Input records:

---

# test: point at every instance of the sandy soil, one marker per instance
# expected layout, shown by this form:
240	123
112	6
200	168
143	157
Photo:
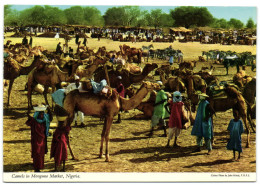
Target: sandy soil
130	149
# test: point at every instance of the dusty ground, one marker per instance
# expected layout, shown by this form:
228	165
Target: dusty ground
130	149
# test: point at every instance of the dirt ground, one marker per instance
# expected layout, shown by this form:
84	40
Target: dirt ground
130	149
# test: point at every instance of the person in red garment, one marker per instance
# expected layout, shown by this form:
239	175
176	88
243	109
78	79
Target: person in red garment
121	91
60	138
39	124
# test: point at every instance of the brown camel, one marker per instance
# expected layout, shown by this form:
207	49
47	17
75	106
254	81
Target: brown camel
87	71
98	105
132	53
235	101
48	76
127	77
249	93
173	83
12	70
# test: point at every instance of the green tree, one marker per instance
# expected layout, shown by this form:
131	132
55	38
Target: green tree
115	16
250	23
191	16
33	16
75	15
158	19
54	16
235	23
92	16
132	15
220	23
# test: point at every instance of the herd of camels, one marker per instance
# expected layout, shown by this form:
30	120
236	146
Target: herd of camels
49	70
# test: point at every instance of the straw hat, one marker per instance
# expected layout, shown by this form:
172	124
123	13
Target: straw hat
40	107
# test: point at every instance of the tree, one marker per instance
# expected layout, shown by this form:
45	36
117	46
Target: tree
159	19
33	16
191	16
250	23
92	16
235	23
75	15
54	16
115	16
132	14
220	23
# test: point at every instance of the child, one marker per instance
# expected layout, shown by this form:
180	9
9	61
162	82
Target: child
235	128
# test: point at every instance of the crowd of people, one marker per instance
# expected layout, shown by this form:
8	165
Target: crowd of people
164	107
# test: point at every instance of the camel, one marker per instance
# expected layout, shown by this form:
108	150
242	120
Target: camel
249	94
132	53
12	70
173	83
241	79
49	76
98	105
235	101
127	77
87	71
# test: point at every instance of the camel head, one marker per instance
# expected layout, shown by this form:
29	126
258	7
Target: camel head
150	67
199	83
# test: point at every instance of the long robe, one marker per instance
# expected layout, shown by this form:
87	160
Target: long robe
176	115
59	145
201	127
38	142
159	110
235	129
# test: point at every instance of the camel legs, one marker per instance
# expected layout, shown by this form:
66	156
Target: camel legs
105	135
9	91
45	95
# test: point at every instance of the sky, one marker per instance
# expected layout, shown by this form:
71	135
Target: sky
242	13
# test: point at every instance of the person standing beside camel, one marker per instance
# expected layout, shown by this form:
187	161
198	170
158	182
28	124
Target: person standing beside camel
202	127
159	112
39	124
235	128
69	88
60	138
176	117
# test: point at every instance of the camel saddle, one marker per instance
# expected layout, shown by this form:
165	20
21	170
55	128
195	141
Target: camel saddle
47	67
87	87
218	91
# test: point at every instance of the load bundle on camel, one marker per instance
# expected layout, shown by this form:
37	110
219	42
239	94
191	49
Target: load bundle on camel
228	97
173	83
12	70
128	78
101	106
241	79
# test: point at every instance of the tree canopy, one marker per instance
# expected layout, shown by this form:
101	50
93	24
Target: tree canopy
188	16
133	16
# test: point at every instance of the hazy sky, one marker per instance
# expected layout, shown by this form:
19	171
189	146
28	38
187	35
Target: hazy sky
242	13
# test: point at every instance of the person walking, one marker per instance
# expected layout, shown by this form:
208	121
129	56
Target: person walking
235	128
202	127
60	138
30	42
159	112
177	118
39	124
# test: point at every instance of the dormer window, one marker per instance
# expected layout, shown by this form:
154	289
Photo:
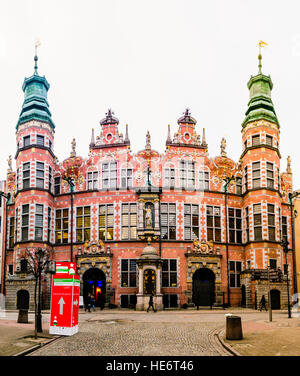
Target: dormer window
269	140
256	140
40	140
26	141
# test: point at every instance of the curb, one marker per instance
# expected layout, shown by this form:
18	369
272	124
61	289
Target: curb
36	347
227	347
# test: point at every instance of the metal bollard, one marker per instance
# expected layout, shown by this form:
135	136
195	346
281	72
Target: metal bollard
23	316
233	327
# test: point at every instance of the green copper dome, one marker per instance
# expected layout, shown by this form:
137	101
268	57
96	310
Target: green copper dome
35	106
260	105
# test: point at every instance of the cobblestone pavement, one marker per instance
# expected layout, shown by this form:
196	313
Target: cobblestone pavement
140	335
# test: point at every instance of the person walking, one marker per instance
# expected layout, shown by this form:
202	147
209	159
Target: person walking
92	301
151	303
262	303
88	303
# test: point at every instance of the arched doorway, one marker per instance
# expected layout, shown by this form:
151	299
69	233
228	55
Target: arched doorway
203	287
149	281
94	282
243	290
22	299
275	299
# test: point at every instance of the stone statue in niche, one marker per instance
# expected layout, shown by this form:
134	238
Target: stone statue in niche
148	216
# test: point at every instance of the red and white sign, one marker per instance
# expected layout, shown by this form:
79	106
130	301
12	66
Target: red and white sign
64	300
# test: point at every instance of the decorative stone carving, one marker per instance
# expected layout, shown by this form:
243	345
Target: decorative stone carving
93	248
203	247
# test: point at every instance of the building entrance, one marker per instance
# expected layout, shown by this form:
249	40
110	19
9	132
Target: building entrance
94	282
275	299
203	287
149	281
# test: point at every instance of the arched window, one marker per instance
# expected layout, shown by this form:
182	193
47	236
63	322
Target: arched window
203	180
92	180
169	174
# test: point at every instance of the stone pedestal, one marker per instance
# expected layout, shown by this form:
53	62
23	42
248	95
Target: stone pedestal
143	302
23	316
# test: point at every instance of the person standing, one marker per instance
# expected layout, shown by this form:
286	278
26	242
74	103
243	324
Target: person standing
151	303
262	303
92	300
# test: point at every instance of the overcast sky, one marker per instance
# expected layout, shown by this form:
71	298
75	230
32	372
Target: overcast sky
148	61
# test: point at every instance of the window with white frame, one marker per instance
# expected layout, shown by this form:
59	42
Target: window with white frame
38	228
16	225
238	185
246	179
187	174
191	222
126	178
128	272
247	224
270	175
40	140
26	141
17	179
213	222
49	225
273	263
204	180
61	226
235	268
257	222
235	225
271	221
169	173
169	273
129	221
26	175
255	140
168	221
83	224
255	174
284	227
40	172
50	178
106	222
109	175
25	222
11	232
92	180
57	185
269	140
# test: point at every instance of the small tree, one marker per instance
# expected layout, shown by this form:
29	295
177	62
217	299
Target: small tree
38	261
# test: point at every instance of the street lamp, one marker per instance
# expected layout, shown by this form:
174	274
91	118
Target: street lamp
40	255
70	181
285	245
291	196
7	197
227	180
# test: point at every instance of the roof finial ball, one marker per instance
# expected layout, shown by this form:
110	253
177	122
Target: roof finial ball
36	45
261	44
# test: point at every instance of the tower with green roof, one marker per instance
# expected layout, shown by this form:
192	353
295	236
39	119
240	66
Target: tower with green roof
260	162
35	160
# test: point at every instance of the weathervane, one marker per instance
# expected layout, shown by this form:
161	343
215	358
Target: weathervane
261	44
36	45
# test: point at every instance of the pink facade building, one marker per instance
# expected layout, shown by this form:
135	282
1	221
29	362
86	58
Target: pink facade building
192	229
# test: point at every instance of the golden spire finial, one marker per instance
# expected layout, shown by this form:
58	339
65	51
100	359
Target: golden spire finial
261	44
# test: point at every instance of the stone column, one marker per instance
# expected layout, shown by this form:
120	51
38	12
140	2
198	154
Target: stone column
140	295
156	214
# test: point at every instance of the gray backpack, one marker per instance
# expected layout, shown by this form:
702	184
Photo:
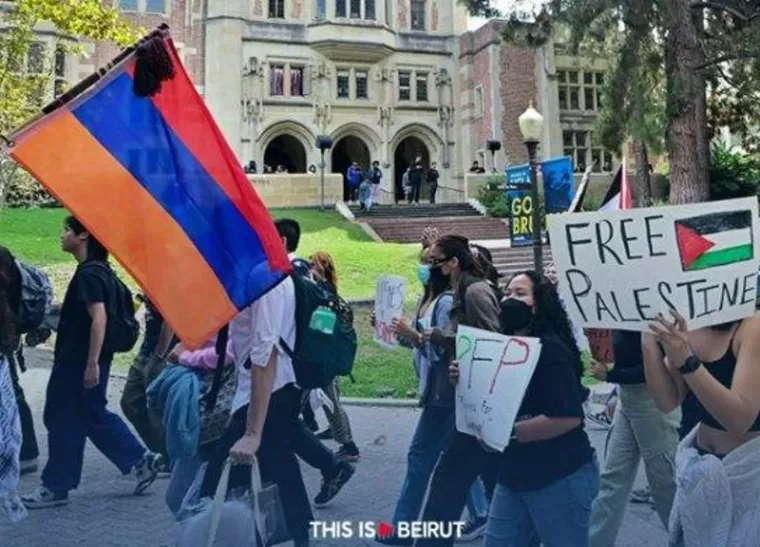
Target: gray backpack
36	298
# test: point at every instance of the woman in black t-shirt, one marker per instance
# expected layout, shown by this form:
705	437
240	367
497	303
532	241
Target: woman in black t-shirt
549	476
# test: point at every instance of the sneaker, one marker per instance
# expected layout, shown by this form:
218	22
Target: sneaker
28	466
146	471
642	495
348	452
601	419
43	498
325	435
473	529
331	486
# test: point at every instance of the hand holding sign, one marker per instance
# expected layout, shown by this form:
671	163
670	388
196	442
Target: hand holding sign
673	337
492	376
389	306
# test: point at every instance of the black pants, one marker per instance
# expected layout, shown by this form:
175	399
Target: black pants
414	195
433	188
29	448
460	464
277	461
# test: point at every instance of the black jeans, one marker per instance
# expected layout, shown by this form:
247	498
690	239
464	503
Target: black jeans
277	459
460	464
29	448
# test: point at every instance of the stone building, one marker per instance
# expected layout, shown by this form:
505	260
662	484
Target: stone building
387	80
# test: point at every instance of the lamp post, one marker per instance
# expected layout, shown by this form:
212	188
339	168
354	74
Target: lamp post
493	146
323	143
531	126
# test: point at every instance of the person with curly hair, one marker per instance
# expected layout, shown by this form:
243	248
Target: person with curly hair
549	476
323	271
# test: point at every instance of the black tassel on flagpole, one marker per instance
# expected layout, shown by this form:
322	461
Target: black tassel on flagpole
153	66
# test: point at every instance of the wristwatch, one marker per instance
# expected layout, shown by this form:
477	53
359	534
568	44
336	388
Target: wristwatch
691	364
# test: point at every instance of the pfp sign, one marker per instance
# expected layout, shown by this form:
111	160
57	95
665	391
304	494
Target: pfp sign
620	269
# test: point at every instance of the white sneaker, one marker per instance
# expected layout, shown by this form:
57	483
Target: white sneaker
146	471
43	498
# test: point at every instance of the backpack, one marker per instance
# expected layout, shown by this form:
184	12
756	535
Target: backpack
36	298
326	342
122	330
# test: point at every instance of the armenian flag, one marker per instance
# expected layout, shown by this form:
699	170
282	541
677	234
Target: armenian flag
135	155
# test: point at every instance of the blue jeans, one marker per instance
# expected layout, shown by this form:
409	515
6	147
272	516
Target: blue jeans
558	514
433	434
184	472
74	414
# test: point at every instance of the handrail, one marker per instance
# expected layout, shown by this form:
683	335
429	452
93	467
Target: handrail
451	188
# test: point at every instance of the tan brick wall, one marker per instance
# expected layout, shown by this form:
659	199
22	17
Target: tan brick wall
297	190
189	35
518	88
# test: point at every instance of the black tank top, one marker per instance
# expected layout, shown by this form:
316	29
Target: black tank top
723	371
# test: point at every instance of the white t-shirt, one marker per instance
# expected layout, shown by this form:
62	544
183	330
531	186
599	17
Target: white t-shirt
257	331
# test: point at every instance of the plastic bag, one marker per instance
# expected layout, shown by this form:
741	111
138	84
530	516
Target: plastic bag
240	519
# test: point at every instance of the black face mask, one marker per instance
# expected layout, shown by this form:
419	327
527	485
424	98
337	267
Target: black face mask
516	315
436	276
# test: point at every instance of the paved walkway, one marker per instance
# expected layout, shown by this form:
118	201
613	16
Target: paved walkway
103	513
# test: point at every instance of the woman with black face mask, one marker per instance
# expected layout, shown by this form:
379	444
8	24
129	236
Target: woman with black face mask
549	476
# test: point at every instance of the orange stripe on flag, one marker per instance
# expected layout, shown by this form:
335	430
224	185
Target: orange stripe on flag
148	242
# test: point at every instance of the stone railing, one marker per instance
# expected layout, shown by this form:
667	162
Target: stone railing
297	190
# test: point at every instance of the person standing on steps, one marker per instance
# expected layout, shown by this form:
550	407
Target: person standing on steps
432	177
75	406
415	180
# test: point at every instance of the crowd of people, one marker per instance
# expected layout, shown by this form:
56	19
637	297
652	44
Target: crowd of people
548	487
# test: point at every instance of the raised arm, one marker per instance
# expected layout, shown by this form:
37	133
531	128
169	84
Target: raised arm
736	409
665	384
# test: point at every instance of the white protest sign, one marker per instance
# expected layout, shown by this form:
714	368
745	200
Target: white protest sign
494	373
389	305
619	269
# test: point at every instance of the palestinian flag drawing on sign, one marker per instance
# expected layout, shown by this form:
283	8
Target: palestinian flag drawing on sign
714	239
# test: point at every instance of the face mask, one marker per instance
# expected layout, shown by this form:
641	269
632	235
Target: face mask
516	315
423	274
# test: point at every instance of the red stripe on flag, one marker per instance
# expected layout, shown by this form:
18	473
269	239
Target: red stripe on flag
185	112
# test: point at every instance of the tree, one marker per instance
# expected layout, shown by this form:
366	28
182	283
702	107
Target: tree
26	73
661	49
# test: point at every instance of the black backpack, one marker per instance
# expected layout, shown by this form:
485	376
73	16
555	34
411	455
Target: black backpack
122	330
319	355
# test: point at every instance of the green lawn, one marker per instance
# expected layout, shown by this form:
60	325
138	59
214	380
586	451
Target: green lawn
33	235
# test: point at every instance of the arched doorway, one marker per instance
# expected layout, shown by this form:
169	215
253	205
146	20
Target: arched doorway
345	152
406	152
286	150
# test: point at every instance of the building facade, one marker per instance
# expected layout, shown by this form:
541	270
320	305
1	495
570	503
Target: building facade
386	80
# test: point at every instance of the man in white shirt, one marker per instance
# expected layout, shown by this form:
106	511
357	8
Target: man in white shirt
266	406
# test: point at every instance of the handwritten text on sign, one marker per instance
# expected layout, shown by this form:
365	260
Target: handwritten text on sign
494	373
389	305
619	269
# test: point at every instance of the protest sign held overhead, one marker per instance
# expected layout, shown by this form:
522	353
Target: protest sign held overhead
494	373
619	269
389	305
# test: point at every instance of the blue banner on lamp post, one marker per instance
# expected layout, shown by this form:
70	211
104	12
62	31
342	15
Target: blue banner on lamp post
559	184
520	205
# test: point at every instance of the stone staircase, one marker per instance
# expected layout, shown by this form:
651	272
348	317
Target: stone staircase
423	210
509	261
405	223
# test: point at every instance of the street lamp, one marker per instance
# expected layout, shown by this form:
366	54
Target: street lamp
323	143
531	126
493	146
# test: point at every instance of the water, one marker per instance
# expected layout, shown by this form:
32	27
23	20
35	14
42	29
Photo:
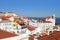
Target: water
37	18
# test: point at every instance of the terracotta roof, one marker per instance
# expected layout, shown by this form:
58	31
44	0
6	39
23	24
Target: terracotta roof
53	36
5	34
31	28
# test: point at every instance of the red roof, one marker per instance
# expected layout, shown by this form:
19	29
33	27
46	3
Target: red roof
5	34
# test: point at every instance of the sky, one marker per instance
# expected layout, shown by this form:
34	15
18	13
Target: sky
31	8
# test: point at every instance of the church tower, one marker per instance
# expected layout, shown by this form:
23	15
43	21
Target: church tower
53	19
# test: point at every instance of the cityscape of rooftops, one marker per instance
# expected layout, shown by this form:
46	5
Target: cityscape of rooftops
31	8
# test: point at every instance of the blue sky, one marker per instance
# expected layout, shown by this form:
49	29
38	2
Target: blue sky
35	8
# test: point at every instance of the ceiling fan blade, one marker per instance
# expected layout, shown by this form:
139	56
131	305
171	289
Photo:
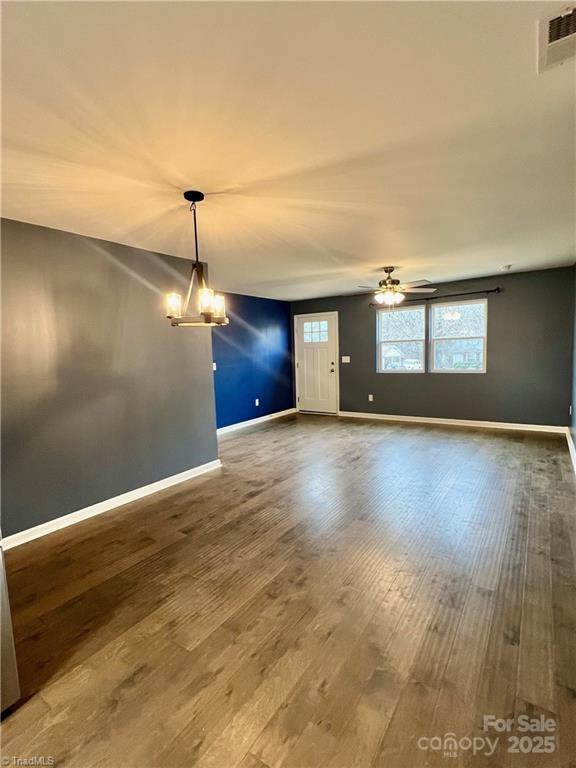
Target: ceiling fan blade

---

Given instruction: Retype the line containing "# test: point at every instance of the terracotta" and all lines after it through the end of the material, exactly and only those, leaving out pictures.

Solution to this problem:
# test: point at every instance of the terracotta roof, one marker per instance
# expected layout, shown by this form:
58	31
44	0
6	39
23	24
Target: terracotta roof
53	36
5	34
31	28
# test: point at every instance of the red roof, one marker per instance
# expected layout, shown by this form:
19	29
33	27
46	3
Target: red roof
5	34
# test: point at every instance of the sky, one marker per instance
# expected layout, shown by this form:
34	15
18	13
Target: sky
31	8
# test: point at every instance of the church tower, one marker per instance
# expected layout, shown by this form:
23	15
43	21
Target: church tower
53	19
# test: point at every instance of the cityscape of rooftops, one marker per instance
# expected layout, shown by this form:
46	5
Target: cityscape of rooftops
31	8
# test: point at every instance of the blue sky, one marker per instance
# expected layout, shown by this form:
49	29
38	2
Target: blue sky
35	8
# test: point at every instance of the ceiling fan blade, one marker per instance
# expected layout, shown by this form:
139	56
131	305
171	289
Photo:
Target: ceiling fan blade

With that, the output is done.